- [RECORDS PROVIDED]
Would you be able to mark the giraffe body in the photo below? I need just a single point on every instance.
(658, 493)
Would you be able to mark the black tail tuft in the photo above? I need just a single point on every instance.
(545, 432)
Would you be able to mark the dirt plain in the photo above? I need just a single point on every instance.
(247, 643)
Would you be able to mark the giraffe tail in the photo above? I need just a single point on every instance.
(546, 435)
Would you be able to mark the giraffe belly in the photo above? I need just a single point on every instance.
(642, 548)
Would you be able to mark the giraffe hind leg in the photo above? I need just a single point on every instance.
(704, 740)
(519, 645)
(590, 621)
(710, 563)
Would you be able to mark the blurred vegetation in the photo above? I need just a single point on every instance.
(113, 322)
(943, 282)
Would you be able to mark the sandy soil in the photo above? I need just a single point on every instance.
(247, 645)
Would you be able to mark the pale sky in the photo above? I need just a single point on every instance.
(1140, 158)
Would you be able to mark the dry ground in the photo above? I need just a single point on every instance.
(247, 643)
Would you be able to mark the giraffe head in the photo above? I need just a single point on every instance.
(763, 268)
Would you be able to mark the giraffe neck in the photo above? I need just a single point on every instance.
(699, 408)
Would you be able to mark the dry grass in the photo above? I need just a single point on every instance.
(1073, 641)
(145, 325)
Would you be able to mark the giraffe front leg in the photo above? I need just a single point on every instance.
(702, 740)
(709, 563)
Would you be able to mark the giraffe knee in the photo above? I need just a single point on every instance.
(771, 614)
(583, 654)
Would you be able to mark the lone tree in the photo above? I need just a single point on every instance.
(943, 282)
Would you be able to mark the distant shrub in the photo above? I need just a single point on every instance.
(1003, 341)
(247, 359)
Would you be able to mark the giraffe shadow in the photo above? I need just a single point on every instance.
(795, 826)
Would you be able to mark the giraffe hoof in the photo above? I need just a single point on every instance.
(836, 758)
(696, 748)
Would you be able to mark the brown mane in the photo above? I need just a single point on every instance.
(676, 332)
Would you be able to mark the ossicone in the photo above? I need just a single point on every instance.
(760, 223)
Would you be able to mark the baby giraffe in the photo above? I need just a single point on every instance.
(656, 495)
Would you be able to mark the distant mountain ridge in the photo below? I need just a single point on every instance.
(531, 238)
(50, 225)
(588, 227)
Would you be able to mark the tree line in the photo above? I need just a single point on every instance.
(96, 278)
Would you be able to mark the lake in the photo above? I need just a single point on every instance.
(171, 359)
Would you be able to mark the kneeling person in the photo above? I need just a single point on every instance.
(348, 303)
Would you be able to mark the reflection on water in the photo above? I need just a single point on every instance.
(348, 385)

- [YOUR TASK] Could you repeat, word for word and with nothing else, the rows from the first one up to and including the line containing "(1140, 158)"?

- [ANSWER FOR THE TASK]
Would you be able to mark the giraffe body in the photo below? I need just a single point on every instance.
(658, 493)
Would you be able to mark the black tail tuft in the photo above? I need just a single point on every instance.
(545, 432)
Would you be able to mark the dirt plain in the photo above? I need just a single point on every instance.
(247, 643)
Would you be able to mark the giraffe tail in the photo above? I need just a single point on every instance.
(546, 435)
Would you be able to mark the giraffe belly in the photo above? I need just a single point on every instance.
(642, 548)
Would you be able to mark the giraffe hind leg in the photo above? I need just a single point on every instance.
(704, 740)
(519, 645)
(590, 621)
(710, 563)
Would you be able to mark the blurred vegetation in the photo above? I need just a single point on every instance.
(113, 322)
(943, 282)
Would you be able to mark the sandy soil in the photo above? I need just a single point on every instance.
(247, 645)
Would you be able to mark the pale sky in the photo above? I need just a single point on every instance.
(1140, 158)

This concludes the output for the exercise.